**Aim**
Locate the line that contains "Reviewer note: confirm that each instance of the doormat", then copy it and all later lines of the data below exactly, through the last one.

--- Begin Records for this task ---

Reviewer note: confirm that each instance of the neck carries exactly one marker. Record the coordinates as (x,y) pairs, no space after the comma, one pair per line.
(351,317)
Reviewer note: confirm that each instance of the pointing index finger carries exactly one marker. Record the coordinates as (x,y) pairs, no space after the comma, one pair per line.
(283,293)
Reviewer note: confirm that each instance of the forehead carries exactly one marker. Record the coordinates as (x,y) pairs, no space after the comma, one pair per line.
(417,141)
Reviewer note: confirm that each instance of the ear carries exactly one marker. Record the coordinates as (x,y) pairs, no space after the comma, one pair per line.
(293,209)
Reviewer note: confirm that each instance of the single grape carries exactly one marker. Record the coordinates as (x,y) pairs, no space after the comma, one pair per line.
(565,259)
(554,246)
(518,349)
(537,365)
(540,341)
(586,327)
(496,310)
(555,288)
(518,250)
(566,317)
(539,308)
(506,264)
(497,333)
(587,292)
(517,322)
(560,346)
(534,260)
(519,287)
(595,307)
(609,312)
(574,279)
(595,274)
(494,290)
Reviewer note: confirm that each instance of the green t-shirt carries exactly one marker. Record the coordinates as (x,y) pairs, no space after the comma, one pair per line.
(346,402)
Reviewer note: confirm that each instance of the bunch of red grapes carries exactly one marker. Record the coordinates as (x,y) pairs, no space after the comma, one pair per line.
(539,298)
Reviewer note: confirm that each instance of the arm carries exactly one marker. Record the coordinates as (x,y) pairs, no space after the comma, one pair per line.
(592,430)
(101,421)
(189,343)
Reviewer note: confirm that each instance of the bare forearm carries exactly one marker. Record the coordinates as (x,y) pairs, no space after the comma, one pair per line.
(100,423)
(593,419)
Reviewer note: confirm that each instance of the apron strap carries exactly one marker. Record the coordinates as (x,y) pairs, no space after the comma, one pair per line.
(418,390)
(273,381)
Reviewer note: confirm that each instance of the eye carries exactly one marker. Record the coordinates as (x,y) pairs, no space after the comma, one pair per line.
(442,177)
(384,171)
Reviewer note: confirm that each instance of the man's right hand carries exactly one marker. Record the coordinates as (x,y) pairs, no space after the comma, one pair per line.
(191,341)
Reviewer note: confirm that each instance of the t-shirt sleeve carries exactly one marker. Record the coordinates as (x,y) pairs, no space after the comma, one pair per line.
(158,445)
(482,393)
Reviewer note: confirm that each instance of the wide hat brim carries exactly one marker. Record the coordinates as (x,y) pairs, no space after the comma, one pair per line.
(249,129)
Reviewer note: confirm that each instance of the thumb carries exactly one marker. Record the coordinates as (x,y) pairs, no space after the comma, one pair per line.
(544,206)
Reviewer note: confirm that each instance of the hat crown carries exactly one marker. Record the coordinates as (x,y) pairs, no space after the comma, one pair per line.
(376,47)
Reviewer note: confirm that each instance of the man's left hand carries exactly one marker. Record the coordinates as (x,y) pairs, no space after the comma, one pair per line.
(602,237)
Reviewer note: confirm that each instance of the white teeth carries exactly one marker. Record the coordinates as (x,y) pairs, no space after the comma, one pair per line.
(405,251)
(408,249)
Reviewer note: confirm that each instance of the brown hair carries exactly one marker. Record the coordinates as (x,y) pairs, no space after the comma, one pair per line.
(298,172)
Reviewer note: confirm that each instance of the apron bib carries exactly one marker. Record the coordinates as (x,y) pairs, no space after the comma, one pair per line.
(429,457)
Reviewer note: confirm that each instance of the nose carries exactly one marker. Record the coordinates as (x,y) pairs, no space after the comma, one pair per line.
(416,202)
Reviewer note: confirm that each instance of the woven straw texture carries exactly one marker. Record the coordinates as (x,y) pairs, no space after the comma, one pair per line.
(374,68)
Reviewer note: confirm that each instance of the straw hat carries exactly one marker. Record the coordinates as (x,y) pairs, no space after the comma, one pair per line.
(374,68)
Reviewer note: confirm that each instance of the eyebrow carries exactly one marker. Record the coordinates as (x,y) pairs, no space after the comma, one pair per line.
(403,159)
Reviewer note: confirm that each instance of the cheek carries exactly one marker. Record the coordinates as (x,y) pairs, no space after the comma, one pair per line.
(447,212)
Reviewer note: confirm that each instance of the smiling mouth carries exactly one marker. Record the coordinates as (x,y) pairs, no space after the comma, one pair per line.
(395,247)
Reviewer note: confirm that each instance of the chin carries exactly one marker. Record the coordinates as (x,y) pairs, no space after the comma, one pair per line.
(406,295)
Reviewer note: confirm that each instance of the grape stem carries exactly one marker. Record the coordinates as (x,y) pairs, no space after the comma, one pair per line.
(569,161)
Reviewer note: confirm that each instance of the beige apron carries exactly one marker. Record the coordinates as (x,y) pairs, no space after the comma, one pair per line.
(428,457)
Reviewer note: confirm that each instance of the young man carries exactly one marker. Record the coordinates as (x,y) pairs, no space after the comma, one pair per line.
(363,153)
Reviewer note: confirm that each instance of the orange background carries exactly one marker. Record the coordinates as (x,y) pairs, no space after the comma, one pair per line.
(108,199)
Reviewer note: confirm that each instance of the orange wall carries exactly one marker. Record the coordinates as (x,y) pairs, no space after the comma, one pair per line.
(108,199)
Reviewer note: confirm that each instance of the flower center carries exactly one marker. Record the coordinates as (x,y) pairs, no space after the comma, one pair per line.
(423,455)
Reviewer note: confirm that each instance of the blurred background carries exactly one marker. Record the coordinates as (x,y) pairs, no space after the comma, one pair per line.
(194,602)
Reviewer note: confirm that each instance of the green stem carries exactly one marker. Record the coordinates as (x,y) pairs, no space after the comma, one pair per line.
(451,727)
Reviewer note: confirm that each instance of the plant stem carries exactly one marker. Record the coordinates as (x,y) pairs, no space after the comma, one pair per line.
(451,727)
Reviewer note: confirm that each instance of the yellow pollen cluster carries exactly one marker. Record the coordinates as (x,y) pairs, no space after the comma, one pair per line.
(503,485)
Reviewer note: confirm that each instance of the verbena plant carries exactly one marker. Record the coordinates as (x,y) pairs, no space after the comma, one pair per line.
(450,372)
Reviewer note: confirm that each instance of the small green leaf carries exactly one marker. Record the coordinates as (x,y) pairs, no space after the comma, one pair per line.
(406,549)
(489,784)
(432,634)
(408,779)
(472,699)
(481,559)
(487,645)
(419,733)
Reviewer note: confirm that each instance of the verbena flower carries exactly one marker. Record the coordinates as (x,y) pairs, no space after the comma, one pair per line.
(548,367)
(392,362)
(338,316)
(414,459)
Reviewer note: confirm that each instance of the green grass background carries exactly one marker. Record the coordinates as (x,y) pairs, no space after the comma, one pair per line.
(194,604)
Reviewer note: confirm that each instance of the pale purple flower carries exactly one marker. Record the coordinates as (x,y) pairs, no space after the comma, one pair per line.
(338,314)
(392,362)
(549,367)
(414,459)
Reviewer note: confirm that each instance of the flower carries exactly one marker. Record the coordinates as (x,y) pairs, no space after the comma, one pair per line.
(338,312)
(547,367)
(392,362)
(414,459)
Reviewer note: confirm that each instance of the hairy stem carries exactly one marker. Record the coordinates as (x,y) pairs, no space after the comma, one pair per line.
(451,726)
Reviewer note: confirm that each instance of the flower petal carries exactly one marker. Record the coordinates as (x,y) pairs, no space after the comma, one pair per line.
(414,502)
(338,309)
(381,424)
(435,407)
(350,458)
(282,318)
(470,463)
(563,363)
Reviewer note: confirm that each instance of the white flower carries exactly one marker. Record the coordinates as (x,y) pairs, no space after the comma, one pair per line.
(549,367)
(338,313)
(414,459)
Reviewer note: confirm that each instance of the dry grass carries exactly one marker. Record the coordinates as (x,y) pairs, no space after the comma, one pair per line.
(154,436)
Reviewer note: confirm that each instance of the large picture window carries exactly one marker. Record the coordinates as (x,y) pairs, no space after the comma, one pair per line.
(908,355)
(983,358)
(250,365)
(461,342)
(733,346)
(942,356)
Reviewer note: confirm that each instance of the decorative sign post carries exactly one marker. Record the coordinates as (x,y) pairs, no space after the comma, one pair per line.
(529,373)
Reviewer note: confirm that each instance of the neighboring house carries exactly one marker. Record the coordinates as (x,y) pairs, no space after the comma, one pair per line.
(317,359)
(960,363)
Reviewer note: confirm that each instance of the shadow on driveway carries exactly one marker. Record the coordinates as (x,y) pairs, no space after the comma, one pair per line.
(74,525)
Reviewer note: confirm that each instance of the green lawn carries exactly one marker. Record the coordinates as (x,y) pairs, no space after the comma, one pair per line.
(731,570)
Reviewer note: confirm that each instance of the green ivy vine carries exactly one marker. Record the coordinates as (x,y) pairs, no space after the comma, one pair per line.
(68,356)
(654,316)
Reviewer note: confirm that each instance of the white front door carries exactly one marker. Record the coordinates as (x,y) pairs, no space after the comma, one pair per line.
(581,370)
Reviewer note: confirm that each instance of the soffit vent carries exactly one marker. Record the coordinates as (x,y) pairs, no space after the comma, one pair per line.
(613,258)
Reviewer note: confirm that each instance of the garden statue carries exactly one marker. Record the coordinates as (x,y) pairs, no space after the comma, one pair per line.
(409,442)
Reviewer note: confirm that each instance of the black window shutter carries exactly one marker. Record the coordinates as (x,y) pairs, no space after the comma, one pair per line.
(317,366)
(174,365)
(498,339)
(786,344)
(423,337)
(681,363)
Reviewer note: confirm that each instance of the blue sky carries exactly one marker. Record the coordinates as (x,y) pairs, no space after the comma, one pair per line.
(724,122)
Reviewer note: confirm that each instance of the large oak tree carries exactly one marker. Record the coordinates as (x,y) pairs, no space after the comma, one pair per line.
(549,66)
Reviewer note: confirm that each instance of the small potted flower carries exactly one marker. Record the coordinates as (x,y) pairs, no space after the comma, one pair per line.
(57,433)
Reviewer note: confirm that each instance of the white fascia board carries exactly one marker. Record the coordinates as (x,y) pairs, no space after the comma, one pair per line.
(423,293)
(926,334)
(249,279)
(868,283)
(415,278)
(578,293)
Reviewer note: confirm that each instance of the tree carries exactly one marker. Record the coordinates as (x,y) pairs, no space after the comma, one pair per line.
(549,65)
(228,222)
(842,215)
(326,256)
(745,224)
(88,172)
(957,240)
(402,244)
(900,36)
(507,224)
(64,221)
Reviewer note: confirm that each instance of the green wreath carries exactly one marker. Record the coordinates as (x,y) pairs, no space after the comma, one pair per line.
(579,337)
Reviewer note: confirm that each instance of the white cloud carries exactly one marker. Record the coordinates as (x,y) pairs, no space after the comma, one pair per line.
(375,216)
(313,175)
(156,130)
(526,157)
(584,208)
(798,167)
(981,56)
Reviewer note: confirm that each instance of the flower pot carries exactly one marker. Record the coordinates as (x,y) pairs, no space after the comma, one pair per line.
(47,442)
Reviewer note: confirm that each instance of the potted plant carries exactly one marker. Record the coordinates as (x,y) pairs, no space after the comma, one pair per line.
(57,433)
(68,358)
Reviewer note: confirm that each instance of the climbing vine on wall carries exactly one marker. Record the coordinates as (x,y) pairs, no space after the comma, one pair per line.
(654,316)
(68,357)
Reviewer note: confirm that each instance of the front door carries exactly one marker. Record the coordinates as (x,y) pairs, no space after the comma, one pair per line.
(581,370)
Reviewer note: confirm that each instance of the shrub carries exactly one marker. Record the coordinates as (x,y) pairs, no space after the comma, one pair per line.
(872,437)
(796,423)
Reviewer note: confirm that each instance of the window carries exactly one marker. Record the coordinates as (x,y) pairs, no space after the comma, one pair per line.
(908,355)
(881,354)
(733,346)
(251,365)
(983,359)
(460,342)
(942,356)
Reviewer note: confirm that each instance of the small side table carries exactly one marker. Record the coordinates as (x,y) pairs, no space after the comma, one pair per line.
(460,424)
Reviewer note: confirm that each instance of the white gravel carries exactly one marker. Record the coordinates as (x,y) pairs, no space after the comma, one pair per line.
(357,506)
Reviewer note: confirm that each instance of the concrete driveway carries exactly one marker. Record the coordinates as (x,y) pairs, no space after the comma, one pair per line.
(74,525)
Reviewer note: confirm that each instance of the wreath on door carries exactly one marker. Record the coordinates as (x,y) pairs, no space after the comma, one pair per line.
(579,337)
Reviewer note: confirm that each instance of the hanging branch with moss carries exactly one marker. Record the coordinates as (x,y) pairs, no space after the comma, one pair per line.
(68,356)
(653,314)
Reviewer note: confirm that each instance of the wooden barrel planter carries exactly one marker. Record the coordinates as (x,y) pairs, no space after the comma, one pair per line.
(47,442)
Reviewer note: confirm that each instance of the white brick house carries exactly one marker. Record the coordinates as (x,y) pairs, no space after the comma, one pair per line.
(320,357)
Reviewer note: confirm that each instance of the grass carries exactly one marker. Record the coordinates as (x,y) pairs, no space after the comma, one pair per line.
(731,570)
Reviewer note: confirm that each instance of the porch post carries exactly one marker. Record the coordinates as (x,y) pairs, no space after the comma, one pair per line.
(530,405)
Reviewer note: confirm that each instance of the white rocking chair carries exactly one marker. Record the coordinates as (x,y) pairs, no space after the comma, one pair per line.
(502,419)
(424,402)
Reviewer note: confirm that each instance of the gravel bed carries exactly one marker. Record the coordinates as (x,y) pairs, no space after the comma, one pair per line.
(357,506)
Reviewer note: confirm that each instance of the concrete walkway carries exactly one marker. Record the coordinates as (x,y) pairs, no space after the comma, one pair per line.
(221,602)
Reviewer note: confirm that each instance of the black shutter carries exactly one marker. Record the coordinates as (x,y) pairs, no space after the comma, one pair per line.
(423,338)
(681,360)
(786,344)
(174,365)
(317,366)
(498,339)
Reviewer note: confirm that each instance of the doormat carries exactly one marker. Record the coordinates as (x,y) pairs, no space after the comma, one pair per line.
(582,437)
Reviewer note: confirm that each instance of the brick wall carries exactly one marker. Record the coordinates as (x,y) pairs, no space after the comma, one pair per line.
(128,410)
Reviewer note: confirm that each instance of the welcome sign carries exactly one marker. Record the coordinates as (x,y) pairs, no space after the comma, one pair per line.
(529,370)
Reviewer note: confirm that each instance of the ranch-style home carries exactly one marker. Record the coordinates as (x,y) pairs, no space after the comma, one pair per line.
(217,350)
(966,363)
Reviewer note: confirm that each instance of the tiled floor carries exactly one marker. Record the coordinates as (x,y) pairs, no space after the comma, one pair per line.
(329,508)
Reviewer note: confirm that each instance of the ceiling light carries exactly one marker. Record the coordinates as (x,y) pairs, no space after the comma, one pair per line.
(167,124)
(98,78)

--- End Records for this task ---

**Correct answer**
Reviewer note: confirm that each instance of the doormat carries exactly one marker. Record the coordinates as (x,y) pairs, no space after the comma, one pair per line.
(582,437)
Reviewer note: confirm that each instance of the brick wall carries exactly one marker. Record the coordinates as (x,y) pairs, no space after the comma, one pair per line.
(128,410)
Reviewer note: confirm that each instance of the welcome sign carries exactly one marker. Record the coordinates as (x,y) pairs, no space after the comma, one pair per line.
(529,370)
Reviewer note: confirm that each instance of the ranch-style home carries exactly one marker. Record the coordinates as (x,y) pairs, no space after the comma, one pair per line.
(217,350)
(966,363)
Reviewer note: confirm that each instance of the tiled floor carries exactly one marker. Record the coordinates as (x,y) pairs, no space after the comma, one pair per line.
(329,508)
Reviewer note: confirm that each instance of the ceiling light carries exactly one marker. Record the coordinates as (x,y) pairs, no space after the comma, one pair per line.
(167,124)
(98,78)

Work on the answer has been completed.